### About this task:
In the material below, find every line containing the string "sofa" and return it.
Provided material START
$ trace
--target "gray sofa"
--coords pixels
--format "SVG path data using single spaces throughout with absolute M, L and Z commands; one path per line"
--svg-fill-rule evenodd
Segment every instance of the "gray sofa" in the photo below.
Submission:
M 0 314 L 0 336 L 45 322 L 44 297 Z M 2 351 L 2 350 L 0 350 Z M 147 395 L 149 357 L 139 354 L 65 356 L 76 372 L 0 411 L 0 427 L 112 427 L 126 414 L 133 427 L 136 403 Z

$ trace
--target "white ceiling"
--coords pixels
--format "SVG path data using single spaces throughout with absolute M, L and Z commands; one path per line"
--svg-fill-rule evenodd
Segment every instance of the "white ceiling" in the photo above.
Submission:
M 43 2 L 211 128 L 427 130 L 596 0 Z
Provided material END
### Result of the task:
--target "gray sofa"
Segment every instance of the "gray sofa" in the photo below.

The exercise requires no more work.